▶ **BAGIAN DOKUMEN**
┌──

Dalam kitab Matius 5:32, Tuhan Yesus sedang mengkoreksi orang-orang Farisi tentang hukum Perjanjian Lama yang sifatnya sementara yang diberikan Tuhan dalam kitab Ulangan 24:1 yang kita baca demikian:
"Apabila seseorang mengambil seorang perempuan dan menjadi suaminya, dan jika kemudian ia tidak menyukai lagi perempuan itu, sebab didapatinya yang tidak senonoh padanya, lalu ia menulis surat cerai dan menyerahkannya ke tangan perempuan itu ... "
Sebelum Kristus datang, hukum ini memperbolehkan seorang laki-laki Yahudi untuk menceraikan isterinya kalau ia ditemukan berzinah. Dan perhatikan bahwa hukum ini mengatakan kalau seorang "laki-laki" menemukan sesuatu yang tidak senonoh pada isterinya, dia boleh menceraikannya. Ini tidak mengatakan kalau seorang perempuan boleh menceraikan suaminya.

└──

▶ **DATA TERCATAT**

┌──

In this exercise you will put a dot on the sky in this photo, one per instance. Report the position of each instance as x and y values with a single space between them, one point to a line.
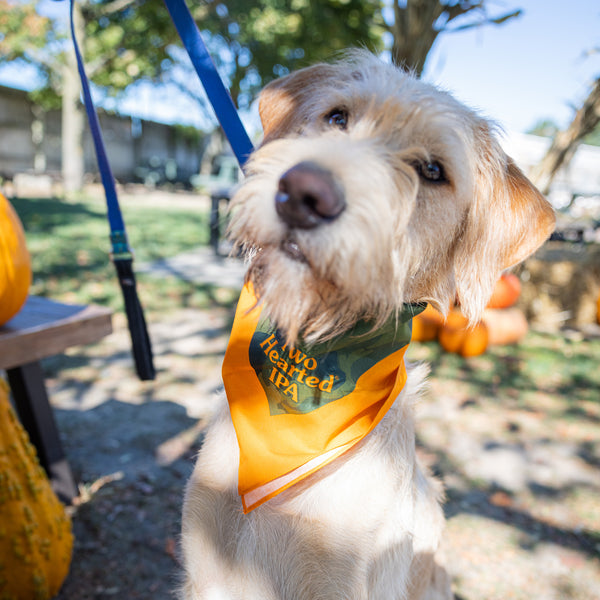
531 68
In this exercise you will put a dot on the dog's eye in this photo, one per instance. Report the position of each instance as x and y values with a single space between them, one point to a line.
338 117
431 171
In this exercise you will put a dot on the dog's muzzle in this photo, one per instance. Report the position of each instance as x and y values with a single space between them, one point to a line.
308 196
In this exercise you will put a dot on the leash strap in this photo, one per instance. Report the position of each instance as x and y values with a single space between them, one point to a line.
121 255
213 85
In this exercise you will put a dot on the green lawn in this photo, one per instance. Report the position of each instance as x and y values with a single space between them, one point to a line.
68 242
69 247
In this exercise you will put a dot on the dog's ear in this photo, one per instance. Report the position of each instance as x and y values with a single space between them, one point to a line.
508 220
287 103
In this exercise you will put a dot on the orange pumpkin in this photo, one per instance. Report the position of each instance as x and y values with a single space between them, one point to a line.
15 264
425 325
506 292
505 325
457 336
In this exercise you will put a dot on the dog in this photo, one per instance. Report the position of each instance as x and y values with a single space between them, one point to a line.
371 194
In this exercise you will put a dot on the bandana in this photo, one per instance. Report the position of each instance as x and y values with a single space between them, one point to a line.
295 409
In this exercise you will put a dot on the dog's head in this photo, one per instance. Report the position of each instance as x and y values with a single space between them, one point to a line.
372 189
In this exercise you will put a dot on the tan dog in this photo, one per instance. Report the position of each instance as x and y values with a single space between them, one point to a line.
371 189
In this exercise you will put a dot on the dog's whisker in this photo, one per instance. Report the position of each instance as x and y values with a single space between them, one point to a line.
372 194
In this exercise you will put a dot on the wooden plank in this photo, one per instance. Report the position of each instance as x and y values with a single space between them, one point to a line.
35 413
44 328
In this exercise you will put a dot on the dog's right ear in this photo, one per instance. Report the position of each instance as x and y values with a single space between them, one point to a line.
286 104
508 220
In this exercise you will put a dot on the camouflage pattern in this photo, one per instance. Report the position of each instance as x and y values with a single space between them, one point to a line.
301 379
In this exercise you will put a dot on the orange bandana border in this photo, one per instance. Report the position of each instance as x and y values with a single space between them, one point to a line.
295 410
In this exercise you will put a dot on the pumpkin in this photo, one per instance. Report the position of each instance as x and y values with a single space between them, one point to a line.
425 325
15 265
35 532
505 325
457 336
506 291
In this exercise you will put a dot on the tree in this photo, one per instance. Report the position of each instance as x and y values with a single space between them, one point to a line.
126 41
565 142
252 42
417 24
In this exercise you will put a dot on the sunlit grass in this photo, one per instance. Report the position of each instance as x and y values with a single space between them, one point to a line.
69 247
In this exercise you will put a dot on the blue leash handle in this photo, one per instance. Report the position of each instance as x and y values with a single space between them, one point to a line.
121 252
115 219
213 85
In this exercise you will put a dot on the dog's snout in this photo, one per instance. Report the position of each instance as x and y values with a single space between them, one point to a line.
308 196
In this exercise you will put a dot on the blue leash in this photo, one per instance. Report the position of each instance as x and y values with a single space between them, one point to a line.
122 255
213 85
229 120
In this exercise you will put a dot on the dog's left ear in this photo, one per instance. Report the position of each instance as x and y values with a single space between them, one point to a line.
508 221
287 103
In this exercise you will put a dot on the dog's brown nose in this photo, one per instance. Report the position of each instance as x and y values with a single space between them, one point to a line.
308 196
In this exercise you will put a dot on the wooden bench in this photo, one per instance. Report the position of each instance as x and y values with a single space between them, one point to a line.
41 329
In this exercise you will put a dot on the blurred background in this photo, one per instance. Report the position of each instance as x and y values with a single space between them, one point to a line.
513 431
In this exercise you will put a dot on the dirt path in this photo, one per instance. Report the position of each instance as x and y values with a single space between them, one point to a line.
522 502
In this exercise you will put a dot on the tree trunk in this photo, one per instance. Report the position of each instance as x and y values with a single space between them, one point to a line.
413 33
565 143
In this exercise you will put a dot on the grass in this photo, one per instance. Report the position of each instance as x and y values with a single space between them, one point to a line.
69 246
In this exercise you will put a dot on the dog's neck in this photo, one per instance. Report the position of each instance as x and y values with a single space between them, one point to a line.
297 408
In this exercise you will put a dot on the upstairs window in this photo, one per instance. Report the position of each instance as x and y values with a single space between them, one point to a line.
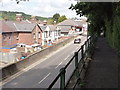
39 35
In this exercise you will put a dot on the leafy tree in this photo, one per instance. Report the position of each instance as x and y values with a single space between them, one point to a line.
56 17
102 16
62 18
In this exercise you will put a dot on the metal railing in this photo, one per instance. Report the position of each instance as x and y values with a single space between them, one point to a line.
86 51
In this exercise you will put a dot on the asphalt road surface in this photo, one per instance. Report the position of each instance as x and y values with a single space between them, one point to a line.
45 72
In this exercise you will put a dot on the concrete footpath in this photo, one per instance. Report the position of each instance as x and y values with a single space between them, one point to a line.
103 70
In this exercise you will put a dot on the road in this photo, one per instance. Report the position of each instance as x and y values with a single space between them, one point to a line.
44 73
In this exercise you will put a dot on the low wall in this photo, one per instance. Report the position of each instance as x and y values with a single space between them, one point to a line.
15 67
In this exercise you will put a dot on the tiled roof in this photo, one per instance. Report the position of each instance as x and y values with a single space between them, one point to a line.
65 28
42 27
21 26
4 27
70 22
52 27
67 22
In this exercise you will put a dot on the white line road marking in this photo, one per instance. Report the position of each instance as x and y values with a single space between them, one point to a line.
66 57
44 78
58 65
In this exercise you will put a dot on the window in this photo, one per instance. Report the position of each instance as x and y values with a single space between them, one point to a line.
4 37
9 36
17 36
34 35
39 35
50 34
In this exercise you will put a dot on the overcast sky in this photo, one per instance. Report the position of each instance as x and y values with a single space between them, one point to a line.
45 8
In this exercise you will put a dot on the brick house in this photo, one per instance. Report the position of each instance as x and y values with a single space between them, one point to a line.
70 26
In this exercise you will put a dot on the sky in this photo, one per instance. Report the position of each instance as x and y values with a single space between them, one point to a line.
44 8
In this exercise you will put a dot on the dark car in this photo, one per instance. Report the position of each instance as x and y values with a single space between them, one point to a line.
77 41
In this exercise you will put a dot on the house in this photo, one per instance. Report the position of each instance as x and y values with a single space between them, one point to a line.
70 26
50 33
29 33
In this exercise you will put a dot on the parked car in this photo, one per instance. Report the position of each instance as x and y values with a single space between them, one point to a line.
78 40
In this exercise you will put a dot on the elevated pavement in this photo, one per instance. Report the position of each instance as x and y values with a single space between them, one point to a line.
103 70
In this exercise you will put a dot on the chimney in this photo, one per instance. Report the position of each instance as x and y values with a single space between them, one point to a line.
18 17
33 19
44 22
5 18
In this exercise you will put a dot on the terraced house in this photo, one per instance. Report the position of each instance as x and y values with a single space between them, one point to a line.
25 32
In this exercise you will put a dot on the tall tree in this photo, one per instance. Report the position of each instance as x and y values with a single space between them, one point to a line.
62 18
102 16
56 17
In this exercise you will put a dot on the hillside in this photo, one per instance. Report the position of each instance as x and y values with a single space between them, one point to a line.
11 15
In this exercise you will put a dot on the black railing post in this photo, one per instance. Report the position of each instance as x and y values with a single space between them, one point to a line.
82 52
62 78
76 64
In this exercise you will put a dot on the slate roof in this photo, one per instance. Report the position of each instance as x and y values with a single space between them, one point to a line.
4 27
21 26
42 27
65 28
52 27
70 22
67 22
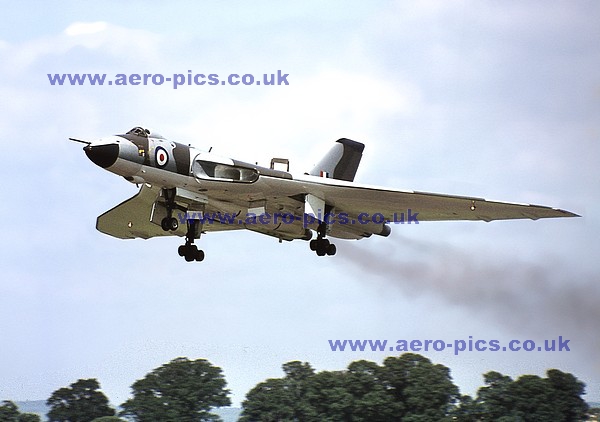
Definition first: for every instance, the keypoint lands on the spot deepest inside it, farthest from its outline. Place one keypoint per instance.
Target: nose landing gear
(189, 251)
(320, 245)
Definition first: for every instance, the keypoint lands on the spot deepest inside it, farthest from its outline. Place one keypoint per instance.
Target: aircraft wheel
(191, 251)
(331, 249)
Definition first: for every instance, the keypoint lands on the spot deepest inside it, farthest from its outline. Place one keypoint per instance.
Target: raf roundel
(162, 157)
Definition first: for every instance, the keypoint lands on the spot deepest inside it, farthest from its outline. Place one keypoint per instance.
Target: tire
(331, 249)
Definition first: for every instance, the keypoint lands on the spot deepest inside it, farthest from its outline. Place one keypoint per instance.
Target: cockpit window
(139, 131)
(209, 170)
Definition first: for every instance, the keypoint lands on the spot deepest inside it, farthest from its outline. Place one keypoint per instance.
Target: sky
(493, 99)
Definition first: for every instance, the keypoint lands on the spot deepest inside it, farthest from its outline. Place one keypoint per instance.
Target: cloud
(80, 28)
(523, 297)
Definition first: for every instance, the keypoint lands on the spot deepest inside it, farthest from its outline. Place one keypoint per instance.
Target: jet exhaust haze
(532, 300)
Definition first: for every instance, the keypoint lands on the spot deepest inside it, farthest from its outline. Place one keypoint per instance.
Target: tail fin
(341, 162)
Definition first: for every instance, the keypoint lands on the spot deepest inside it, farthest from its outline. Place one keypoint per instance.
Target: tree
(282, 398)
(372, 400)
(531, 398)
(179, 391)
(9, 412)
(425, 390)
(495, 399)
(28, 417)
(329, 398)
(268, 401)
(80, 402)
(566, 395)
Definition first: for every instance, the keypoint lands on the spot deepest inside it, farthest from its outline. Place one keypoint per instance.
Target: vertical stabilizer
(341, 162)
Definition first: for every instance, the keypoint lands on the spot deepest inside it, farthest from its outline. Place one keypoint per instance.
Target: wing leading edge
(356, 199)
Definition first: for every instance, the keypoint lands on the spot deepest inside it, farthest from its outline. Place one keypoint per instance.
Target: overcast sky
(493, 99)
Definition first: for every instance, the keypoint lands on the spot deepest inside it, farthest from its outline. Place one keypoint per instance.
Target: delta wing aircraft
(186, 192)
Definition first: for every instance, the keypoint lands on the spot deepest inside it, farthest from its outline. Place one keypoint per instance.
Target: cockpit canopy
(145, 133)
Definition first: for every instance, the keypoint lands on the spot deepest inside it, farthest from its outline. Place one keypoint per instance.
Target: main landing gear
(321, 245)
(189, 251)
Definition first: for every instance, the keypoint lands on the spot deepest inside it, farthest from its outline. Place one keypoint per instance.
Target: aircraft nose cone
(102, 155)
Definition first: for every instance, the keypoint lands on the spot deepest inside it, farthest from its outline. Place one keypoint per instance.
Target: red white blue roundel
(162, 158)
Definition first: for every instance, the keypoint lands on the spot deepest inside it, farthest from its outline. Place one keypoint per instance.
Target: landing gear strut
(321, 245)
(190, 251)
(169, 223)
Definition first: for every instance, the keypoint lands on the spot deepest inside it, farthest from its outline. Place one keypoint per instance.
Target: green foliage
(9, 412)
(426, 390)
(531, 398)
(410, 388)
(364, 392)
(179, 391)
(80, 402)
(29, 417)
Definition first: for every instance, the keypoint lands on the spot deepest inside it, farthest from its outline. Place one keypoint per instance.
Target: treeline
(407, 388)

└──

▶ **DAFTAR TUGAS**
(1) Jawab pertanyaan berikut berdasarkan bagian dokumen:
(a) Dalam ayat mana Tuhan Yesus mengoreksi orang-orang Farisi?
(b) Di kitab dan ayat mana hukum Perjanjian Lama itu diberikan?
(c) Menurut hukum itu, siapa yang boleh menceraikan pasangannya?
(2) Apa saja semua tindakan laki-laki yang disebut dalam kutipan Ulangan 24:1 pada bagian dokumen?
(3) Lanjutkan uraian tentang hukum perceraian ini mulai setelah kalimat terakhirnya.

▶ **JAWABAN TERTULIS**
(1)
(a) Matius 5:32.
(b) Ulangan 24:1.
(c) Seorang laki-laki Yahudi boleh menceraikan isterinya.

(2)
- mengambil seorang perempuan
- menjadi suaminya
- tidak menyukai lagi perempuan itu
- mendapati yang tidak senonoh padanya
- menulis surat cerai
- menyerahkannya ke tangan perempuan itu

(3)
Akan tetapi Tuhan menulis hukum ini karena Tuhan dahulu menikah secara rohani kepada bangsa Israel kuno. Dan sebenarnya hukumnya memerintahkan bahwa bila seorang perempuan ditemukan berzinah, dia harus dilempari dengan batu sampai mati, yaitu dihancurkan, tetapi Tuhan tidak dapat menghancurkan Israel karena Kristus harus datang dari bangsa Israel. Oleh karena itu, Tuhan menempatkan hukum yang sifatnya sementara ini di dalam Alkitab, yang dibatalkan setelah Kristus datang.
Para lelaki Yahudi sudah menggunakan hukum ini demi keuntungan mereka sendiri dengan mengatakan kalau ungkapan "tidak senonoh" itu adalah semacam ketidak-bersihan menurut hukum upacara adat Yahudi. Sehingga, kalau isteri seorang laki-laki mendapatkan menstruasi, atau sakit pilek, yaitu ada cairan yang keluar dari tubuhnya, atau apapun yang tidak bersih menurut adat Yahudi mereka menyimpulkan kalau mereka boleh menyingkirkan isteri mereka dengan memberikannya surat cerai. Tetapi Tuhan Yesus mengkoreksi pikiran itu dalam kitab Matius 5:32.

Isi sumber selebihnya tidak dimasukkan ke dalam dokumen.